> _Objective_
Rewrite the lines between the one containing "job: trace every instance of the dark" and the one containing "target: dark volcanic rock", inclusive, switching "volcanic" to "igneous" and leaving everything else unchanged.

> _Boundary annotation records_

○ ○ ○ ○ ○

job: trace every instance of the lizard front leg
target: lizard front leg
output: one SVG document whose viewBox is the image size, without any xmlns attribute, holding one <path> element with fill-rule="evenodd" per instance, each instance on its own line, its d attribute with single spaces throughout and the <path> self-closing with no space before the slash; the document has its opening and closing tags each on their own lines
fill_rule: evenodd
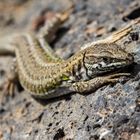
<svg viewBox="0 0 140 140">
<path fill-rule="evenodd" d="M 117 73 L 108 76 L 100 76 L 89 81 L 76 82 L 71 86 L 71 90 L 78 93 L 88 93 L 99 87 L 119 81 L 121 76 L 129 76 L 129 73 Z"/>
</svg>

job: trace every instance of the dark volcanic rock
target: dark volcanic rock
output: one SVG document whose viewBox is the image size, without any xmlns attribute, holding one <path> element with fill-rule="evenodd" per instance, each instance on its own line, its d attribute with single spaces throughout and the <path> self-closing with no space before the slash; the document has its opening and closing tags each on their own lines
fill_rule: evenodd
<svg viewBox="0 0 140 140">
<path fill-rule="evenodd" d="M 42 11 L 61 11 L 62 7 L 69 6 L 69 1 L 65 0 L 15 0 L 14 3 L 7 0 L 6 3 L 8 1 L 15 6 L 14 10 L 19 10 L 20 6 L 20 13 L 14 10 L 14 14 L 11 10 L 5 13 L 0 7 L 0 18 L 3 19 L 0 21 L 1 36 L 7 34 L 7 30 L 9 33 L 9 30 L 17 32 L 31 27 L 32 19 Z M 84 43 L 105 37 L 124 24 L 124 17 L 132 17 L 135 11 L 139 12 L 136 8 L 139 0 L 135 3 L 132 0 L 74 0 L 73 13 L 52 42 L 54 50 L 61 57 L 68 58 Z M 130 11 L 131 7 L 134 11 Z M 12 16 L 6 17 L 6 14 Z M 139 63 L 140 51 L 137 52 Z M 11 57 L 0 57 L 0 83 L 10 71 L 9 63 L 12 63 Z M 106 85 L 88 95 L 73 94 L 38 101 L 25 91 L 16 93 L 0 105 L 0 139 L 139 140 L 139 70 L 139 65 L 136 65 L 133 77 L 126 82 Z"/>
</svg>

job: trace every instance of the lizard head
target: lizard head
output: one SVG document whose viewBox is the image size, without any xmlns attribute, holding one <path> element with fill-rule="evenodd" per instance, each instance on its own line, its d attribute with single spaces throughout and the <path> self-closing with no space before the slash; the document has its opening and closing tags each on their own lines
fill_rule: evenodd
<svg viewBox="0 0 140 140">
<path fill-rule="evenodd" d="M 93 77 L 132 64 L 133 56 L 116 44 L 100 44 L 86 49 L 83 62 Z"/>
</svg>

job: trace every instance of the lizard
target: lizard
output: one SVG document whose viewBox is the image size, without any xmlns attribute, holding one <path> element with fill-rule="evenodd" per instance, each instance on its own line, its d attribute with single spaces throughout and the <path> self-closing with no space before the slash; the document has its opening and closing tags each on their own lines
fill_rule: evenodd
<svg viewBox="0 0 140 140">
<path fill-rule="evenodd" d="M 57 17 L 55 22 L 61 22 Z M 54 23 L 55 23 L 54 22 Z M 47 30 L 53 30 L 50 24 Z M 50 99 L 70 93 L 87 93 L 104 84 L 115 83 L 129 73 L 112 72 L 131 65 L 134 57 L 124 49 L 139 40 L 140 19 L 109 37 L 85 44 L 68 58 L 60 59 L 45 41 L 49 32 L 21 34 L 13 38 L 10 51 L 15 53 L 19 81 L 36 98 Z M 45 38 L 45 39 L 44 39 Z M 0 48 L 6 52 L 7 47 Z M 9 50 L 8 50 L 9 51 Z M 16 76 L 13 76 L 16 77 Z M 14 79 L 14 78 L 13 78 Z"/>
</svg>

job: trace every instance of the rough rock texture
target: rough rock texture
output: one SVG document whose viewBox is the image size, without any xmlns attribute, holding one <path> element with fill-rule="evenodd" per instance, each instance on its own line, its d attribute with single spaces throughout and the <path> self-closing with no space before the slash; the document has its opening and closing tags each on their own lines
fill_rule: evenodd
<svg viewBox="0 0 140 140">
<path fill-rule="evenodd" d="M 0 36 L 32 28 L 43 11 L 61 11 L 69 4 L 68 0 L 1 1 Z M 140 16 L 139 0 L 74 0 L 74 5 L 69 20 L 52 42 L 63 58 L 84 43 L 105 37 L 127 24 L 127 20 Z M 11 56 L 0 57 L 0 83 L 6 79 L 11 64 Z M 126 81 L 104 86 L 94 93 L 49 101 L 35 100 L 20 88 L 14 97 L 0 100 L 0 139 L 139 140 L 139 70 L 139 64 L 134 65 L 132 76 Z"/>
</svg>

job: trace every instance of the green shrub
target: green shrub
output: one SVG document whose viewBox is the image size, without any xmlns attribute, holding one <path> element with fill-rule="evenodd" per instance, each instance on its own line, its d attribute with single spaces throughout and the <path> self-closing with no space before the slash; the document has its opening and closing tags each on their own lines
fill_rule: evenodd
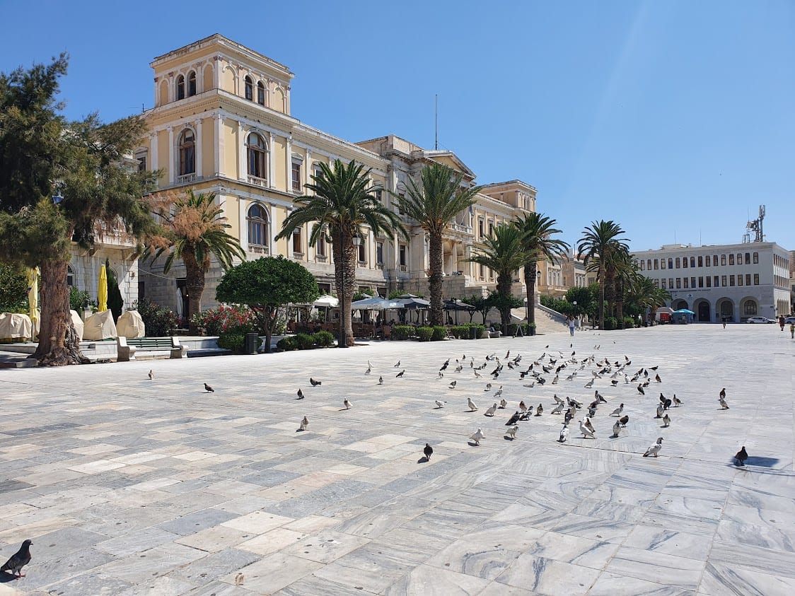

○ ○ ○ ○ ○

> _Output_
job: trace every instance of the dark igneous rock
target: dark igneous rock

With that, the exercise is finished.